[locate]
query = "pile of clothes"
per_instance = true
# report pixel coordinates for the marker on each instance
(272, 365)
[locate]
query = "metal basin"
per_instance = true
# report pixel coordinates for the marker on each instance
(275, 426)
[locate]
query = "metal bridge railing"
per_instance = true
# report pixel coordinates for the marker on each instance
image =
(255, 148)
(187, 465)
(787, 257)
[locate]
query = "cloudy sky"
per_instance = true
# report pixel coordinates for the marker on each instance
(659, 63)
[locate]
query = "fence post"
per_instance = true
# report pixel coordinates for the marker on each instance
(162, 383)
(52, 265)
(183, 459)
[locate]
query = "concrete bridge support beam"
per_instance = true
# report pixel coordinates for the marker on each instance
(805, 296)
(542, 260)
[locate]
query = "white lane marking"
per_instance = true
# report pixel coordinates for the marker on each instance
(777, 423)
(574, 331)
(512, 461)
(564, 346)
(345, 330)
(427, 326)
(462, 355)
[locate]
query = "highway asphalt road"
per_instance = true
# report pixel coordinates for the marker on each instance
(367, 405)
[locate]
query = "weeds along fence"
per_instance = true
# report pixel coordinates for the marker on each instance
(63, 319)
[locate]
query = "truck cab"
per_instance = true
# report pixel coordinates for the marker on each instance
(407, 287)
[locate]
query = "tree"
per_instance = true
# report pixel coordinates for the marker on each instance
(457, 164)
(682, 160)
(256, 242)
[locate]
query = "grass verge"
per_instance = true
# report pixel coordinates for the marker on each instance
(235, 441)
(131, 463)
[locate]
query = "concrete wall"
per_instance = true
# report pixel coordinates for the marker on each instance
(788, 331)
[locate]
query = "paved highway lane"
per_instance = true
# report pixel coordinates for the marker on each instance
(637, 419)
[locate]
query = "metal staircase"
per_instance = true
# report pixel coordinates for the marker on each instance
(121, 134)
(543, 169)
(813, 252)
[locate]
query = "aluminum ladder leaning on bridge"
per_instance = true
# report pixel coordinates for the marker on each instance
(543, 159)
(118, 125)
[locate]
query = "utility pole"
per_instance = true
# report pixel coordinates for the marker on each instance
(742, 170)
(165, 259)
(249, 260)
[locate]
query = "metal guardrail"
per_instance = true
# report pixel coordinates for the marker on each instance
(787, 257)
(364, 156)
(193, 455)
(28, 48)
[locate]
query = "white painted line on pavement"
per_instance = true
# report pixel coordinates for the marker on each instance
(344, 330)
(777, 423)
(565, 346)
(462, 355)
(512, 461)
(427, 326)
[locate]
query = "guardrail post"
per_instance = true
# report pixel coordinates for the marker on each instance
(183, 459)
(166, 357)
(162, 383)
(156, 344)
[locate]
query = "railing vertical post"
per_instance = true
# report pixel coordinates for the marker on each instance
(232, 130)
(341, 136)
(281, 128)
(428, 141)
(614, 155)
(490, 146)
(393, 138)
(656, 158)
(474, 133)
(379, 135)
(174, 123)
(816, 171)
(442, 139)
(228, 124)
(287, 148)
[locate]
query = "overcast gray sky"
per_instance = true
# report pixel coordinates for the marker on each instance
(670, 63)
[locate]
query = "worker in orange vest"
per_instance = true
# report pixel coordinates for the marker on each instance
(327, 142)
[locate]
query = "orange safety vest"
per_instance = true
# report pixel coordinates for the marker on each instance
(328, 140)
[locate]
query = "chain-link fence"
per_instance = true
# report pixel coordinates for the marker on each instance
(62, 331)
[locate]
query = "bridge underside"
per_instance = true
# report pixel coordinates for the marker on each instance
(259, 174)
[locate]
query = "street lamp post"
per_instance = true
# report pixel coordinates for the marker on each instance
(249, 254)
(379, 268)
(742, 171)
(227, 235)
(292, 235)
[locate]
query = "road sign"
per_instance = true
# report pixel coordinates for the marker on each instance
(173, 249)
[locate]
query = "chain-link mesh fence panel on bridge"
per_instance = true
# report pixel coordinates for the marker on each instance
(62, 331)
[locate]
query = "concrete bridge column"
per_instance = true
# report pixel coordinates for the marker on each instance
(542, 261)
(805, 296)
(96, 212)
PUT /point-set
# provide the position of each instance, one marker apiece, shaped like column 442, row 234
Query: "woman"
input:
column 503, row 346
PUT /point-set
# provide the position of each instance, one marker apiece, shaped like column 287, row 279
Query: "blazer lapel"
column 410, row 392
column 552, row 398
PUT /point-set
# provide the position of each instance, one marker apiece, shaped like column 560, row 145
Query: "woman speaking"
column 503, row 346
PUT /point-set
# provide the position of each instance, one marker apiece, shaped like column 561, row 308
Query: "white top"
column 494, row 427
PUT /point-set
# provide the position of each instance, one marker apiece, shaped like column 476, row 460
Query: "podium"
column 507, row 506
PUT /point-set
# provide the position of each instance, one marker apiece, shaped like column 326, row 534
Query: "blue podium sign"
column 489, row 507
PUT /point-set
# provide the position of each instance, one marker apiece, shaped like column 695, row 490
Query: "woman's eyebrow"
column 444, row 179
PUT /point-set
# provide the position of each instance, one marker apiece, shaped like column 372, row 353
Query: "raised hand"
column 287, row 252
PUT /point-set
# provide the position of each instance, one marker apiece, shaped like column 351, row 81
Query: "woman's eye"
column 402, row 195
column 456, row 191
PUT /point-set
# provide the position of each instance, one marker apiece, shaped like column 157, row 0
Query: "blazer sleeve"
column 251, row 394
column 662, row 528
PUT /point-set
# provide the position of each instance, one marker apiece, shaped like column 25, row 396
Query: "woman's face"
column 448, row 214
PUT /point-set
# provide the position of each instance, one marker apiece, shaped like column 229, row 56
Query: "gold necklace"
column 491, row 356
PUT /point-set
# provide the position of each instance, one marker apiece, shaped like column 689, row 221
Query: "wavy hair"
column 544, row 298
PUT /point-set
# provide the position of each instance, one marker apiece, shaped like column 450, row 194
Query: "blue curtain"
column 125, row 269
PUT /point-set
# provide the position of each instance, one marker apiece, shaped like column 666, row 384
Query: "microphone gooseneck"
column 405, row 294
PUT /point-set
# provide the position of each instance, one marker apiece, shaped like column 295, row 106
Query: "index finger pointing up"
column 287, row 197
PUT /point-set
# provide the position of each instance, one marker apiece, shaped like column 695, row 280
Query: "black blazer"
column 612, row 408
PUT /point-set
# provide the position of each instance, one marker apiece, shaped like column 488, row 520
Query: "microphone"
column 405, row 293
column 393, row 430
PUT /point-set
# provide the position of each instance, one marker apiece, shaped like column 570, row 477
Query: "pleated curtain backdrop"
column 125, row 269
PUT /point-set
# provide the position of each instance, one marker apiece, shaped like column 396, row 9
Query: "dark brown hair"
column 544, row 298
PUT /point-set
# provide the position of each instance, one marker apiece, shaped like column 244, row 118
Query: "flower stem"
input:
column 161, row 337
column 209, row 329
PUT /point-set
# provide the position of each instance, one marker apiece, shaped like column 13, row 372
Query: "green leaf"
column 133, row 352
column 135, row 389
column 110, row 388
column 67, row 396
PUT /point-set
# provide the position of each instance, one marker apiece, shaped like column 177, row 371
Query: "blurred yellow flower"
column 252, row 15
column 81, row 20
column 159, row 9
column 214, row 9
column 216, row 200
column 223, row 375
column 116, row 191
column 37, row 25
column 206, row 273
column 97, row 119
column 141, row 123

------------

WHAT THIS TASK INVOLVES: Search the material above for "post". Pull out each line where it shows up.

REPLY TO THE TASK:
query = "fence post"
query = "guardrail post"
query = "railing vertical post"
query = "street lamp post"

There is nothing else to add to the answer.